↓

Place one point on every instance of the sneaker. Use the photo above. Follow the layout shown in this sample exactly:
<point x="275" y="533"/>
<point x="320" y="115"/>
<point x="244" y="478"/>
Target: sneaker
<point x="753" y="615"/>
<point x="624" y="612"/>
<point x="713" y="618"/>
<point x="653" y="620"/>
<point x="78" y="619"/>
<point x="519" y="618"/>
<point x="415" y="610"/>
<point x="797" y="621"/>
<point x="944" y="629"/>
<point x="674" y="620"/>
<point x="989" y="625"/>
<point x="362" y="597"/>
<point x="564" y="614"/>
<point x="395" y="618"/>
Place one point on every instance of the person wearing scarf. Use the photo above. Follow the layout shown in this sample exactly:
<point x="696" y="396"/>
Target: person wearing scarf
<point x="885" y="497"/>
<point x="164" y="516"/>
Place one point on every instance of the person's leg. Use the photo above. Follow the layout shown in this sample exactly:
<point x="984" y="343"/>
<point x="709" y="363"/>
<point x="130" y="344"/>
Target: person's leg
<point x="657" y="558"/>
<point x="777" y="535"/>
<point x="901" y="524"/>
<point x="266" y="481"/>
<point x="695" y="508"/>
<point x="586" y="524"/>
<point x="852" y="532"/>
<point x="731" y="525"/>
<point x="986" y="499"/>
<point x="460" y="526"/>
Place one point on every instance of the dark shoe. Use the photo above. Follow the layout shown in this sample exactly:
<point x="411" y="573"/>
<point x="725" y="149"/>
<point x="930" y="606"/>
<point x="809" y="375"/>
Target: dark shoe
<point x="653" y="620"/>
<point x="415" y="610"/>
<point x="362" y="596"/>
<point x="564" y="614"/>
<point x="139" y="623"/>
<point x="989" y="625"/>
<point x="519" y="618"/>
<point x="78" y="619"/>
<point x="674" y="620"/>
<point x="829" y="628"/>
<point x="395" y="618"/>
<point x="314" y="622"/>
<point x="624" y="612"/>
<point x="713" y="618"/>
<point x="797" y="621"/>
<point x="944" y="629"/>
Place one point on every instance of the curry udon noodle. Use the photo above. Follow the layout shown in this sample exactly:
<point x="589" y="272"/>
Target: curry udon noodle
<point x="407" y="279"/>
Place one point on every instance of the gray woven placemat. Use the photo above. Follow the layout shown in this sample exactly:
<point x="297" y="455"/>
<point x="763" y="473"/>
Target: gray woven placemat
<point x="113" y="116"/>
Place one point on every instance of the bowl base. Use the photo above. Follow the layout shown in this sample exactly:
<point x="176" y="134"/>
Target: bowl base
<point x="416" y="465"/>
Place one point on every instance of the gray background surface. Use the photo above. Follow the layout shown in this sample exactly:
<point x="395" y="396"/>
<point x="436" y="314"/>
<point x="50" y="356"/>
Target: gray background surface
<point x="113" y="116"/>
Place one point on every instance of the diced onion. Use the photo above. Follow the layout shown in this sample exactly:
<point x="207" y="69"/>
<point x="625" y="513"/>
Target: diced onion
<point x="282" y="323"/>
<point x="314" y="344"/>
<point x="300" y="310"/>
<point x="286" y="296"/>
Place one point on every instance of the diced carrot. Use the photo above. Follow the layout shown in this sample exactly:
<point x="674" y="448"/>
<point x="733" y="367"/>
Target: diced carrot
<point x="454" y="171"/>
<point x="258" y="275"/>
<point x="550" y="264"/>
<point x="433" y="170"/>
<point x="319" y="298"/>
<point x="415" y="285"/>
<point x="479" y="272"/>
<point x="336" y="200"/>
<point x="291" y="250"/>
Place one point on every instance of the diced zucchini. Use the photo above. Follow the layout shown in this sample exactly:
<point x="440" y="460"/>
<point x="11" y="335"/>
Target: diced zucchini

↑

▸ EXERCISE
Repeat the rows verbatim, from the line with "Place one point on every instance of the diced zucchini." up to and including the last line of the rows.

▸ RESPONSE
Place one point on every instance of the diced zucchini. Use the photo above. Follow the layout shown in this sample exactly:
<point x="440" y="460"/>
<point x="11" y="335"/>
Target: diced zucchini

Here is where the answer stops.